■ **Extract provided**
After NASA and lead contractor Boeing completed manufacturing of the test tank barrel at NASA’s Michoud Assembly Facility in New Orleans, technicians moved it from the Vertical Weld Center where it was built to the Vertical Assembly Center for further processing. Engineers will cut the barrel into small sections for mechanical testing and analysis that will help verify the parameters that will be used to build the rocket stage.
For NASA’s first three Artemis missions, the SLS rocket will use an interim cryogenic propulsion stage with one RL10 engine to send Orion to the Moon. The EUS will be used on the rocket’s Block IB evolved configuration for flights beyond Artemis III.

■ **Dataset content**
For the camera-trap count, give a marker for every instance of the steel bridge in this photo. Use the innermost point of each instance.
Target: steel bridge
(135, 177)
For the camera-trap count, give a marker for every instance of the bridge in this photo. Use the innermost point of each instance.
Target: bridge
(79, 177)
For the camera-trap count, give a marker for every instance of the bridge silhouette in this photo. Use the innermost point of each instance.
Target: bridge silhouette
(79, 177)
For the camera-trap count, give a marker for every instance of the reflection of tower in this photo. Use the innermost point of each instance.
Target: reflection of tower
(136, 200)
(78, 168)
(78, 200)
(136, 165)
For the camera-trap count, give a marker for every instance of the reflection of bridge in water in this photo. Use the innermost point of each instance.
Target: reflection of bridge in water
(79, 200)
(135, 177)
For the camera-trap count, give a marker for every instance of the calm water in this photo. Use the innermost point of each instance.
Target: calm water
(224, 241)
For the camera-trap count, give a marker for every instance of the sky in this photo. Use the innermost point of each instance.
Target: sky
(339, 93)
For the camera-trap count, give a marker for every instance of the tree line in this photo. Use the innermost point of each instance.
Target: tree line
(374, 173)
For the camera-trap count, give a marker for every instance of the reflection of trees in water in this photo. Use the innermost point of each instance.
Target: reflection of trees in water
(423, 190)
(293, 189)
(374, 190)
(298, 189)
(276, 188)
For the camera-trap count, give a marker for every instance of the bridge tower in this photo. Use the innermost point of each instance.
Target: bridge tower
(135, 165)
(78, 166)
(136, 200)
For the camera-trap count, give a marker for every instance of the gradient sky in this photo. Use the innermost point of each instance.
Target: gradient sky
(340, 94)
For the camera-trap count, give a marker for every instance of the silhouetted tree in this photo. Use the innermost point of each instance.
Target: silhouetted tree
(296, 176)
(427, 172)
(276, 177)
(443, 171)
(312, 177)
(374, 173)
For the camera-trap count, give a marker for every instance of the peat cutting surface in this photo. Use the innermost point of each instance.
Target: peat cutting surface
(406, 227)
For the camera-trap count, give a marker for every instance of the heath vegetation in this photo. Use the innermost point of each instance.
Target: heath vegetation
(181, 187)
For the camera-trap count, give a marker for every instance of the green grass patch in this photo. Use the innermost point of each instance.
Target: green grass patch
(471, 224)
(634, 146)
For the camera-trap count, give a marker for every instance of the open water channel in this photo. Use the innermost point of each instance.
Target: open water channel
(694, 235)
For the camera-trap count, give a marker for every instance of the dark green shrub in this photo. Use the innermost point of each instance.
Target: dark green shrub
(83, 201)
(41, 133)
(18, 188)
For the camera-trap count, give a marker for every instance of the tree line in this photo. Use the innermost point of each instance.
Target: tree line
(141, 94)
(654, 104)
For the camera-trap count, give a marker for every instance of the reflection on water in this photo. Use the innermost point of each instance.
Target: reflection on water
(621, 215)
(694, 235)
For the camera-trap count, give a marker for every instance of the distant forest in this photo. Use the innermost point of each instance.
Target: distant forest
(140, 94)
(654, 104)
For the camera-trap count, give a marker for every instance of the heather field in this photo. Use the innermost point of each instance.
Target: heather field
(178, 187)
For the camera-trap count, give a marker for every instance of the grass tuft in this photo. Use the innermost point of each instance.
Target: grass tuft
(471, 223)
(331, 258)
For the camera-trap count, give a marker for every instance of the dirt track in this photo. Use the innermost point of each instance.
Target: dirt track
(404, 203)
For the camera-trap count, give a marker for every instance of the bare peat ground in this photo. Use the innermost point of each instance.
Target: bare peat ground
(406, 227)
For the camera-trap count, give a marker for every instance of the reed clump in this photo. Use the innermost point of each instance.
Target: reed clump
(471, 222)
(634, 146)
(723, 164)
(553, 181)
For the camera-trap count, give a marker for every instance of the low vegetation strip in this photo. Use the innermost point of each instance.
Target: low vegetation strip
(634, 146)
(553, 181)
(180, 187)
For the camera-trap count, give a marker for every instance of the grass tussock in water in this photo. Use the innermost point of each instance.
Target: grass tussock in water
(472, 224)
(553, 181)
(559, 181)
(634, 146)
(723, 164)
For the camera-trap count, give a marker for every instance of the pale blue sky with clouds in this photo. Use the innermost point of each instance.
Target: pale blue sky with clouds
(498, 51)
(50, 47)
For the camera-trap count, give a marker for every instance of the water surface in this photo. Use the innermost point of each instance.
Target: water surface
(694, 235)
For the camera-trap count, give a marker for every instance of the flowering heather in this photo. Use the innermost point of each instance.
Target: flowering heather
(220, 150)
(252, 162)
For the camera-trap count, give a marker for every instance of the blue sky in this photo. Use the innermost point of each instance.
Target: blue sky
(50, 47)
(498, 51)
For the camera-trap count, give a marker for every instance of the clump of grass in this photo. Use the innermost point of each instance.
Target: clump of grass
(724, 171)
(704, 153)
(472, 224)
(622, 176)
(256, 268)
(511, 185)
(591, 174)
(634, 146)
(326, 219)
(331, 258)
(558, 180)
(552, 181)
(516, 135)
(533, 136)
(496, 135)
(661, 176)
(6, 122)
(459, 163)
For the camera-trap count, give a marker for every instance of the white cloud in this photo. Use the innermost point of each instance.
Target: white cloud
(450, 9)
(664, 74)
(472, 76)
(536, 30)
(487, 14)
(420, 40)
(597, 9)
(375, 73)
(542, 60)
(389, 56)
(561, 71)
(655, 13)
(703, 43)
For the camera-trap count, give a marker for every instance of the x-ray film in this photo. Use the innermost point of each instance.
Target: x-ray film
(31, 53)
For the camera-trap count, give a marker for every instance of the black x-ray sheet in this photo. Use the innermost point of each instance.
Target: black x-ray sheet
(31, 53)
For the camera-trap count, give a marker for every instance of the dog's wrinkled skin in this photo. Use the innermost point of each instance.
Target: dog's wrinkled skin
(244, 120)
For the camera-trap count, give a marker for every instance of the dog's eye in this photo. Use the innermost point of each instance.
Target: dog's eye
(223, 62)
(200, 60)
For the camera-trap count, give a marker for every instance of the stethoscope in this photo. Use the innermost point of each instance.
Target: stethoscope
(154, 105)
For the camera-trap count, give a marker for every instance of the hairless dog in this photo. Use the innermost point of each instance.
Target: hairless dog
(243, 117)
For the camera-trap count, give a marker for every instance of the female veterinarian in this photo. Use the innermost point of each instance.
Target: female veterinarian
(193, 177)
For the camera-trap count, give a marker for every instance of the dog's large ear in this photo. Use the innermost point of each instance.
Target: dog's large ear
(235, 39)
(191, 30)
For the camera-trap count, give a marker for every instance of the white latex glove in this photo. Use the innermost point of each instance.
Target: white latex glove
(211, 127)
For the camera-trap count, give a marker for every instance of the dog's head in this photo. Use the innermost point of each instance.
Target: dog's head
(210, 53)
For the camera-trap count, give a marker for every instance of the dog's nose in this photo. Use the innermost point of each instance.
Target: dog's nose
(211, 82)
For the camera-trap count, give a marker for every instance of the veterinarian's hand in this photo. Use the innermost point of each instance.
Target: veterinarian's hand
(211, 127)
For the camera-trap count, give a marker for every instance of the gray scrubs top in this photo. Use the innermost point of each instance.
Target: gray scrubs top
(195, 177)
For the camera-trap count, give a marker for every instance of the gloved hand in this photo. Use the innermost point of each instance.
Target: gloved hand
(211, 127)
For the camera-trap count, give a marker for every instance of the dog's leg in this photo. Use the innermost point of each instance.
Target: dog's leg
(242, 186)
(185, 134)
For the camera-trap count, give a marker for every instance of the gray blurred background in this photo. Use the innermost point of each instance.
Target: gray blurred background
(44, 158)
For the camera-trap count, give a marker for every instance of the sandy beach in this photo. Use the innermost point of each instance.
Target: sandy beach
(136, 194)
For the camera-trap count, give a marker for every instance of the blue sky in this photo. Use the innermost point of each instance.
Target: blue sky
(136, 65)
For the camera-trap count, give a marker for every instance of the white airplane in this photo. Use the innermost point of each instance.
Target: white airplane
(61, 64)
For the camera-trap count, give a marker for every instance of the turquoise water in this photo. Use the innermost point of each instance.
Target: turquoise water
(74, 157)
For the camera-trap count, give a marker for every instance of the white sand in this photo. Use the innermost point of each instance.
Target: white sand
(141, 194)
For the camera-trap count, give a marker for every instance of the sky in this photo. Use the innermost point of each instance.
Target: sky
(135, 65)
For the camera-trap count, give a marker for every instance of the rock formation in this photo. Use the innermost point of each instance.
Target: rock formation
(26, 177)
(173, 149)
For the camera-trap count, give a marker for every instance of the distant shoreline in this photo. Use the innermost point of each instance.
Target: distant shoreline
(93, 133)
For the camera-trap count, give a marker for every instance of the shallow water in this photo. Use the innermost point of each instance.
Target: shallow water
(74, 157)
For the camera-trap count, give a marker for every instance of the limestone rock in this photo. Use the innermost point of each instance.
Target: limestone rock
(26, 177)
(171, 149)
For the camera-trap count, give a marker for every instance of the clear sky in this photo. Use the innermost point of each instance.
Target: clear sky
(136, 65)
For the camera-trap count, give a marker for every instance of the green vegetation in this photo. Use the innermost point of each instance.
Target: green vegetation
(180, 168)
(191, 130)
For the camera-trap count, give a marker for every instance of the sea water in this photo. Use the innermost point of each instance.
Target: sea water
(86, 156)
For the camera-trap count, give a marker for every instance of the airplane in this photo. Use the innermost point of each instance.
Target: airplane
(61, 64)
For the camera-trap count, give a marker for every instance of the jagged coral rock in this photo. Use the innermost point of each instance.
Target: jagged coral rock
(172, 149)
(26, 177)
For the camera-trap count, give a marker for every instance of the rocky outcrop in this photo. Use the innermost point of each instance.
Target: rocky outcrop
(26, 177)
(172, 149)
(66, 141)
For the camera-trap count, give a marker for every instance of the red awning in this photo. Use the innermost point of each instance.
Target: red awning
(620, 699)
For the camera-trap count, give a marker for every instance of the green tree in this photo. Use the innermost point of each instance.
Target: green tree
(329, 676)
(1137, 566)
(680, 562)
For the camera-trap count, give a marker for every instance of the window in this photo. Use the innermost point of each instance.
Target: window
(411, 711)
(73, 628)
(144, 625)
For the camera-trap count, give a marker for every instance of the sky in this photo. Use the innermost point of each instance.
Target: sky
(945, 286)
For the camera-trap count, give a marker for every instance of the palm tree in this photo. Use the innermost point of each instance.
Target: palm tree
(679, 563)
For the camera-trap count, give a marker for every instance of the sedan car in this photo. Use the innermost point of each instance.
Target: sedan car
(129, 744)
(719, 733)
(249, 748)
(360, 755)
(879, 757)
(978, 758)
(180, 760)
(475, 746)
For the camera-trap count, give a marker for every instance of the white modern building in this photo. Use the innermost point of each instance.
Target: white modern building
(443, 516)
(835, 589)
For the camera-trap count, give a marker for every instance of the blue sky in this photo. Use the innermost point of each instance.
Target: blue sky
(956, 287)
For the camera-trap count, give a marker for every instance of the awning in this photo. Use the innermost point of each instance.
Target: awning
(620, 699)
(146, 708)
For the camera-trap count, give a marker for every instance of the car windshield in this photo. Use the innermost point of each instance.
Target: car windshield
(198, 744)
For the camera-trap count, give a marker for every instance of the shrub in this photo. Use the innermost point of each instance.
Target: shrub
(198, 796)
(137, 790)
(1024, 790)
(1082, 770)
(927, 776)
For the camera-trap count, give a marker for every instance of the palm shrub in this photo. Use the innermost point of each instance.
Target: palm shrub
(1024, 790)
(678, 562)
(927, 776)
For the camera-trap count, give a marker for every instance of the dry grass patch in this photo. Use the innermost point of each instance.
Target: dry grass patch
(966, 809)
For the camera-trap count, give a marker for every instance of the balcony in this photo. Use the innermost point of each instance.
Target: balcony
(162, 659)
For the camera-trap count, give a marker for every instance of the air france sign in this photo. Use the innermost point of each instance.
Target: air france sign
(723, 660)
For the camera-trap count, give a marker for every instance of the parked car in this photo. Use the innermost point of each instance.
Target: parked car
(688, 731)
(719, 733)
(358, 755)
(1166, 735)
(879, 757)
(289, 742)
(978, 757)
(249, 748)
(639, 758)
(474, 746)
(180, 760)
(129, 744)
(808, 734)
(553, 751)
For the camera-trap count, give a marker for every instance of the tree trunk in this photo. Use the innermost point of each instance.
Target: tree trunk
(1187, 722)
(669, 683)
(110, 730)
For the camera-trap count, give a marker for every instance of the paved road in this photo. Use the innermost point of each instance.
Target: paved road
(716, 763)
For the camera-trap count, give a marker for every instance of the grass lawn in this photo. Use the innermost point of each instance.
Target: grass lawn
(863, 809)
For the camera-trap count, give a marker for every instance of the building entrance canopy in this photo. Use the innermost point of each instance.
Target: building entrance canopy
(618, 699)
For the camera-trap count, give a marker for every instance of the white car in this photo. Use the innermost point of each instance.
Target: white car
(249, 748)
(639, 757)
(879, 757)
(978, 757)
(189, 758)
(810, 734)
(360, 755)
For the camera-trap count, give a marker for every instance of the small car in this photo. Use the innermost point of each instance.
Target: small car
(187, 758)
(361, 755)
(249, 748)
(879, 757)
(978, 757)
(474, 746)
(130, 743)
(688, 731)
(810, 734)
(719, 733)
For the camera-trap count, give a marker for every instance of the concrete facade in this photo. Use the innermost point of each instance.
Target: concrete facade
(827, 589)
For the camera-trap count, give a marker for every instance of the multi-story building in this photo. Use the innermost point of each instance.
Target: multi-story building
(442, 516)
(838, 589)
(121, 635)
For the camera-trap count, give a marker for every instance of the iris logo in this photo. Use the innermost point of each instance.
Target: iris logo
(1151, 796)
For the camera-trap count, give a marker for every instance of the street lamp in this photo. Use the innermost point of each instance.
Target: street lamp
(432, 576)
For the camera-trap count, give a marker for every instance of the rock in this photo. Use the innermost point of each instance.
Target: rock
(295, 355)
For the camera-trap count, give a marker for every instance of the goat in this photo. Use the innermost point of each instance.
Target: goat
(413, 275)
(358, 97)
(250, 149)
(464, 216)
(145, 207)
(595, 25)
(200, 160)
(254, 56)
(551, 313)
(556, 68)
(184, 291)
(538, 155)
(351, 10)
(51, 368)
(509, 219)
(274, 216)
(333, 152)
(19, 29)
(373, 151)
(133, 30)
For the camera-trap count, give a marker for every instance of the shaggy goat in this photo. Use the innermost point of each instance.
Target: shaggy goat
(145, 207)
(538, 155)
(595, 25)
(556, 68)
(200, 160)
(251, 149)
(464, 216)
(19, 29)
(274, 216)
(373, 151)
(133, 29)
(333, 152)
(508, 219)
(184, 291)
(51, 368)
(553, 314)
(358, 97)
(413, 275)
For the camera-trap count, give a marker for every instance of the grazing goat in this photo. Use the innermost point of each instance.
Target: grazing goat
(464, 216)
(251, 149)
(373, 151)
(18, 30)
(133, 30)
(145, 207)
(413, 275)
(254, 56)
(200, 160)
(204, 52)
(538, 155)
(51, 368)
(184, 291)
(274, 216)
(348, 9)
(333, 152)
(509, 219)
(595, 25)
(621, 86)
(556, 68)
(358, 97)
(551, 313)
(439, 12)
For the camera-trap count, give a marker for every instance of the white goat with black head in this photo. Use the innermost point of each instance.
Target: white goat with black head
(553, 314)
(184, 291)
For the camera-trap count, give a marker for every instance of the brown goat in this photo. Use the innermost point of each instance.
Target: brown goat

■ **What is needed**
Repeat the NASA tank passage word for word, from "For NASA’s first" to "beyond Artemis III.". The material isn't needed here.

■ **Output of the task**
For NASA’s first three Artemis missions, the SLS rocket will use an interim cryogenic propulsion stage with one RL10 engine to send Orion to the Moon. The EUS will be used on the rocket’s Block IB evolved configuration for flights beyond Artemis III.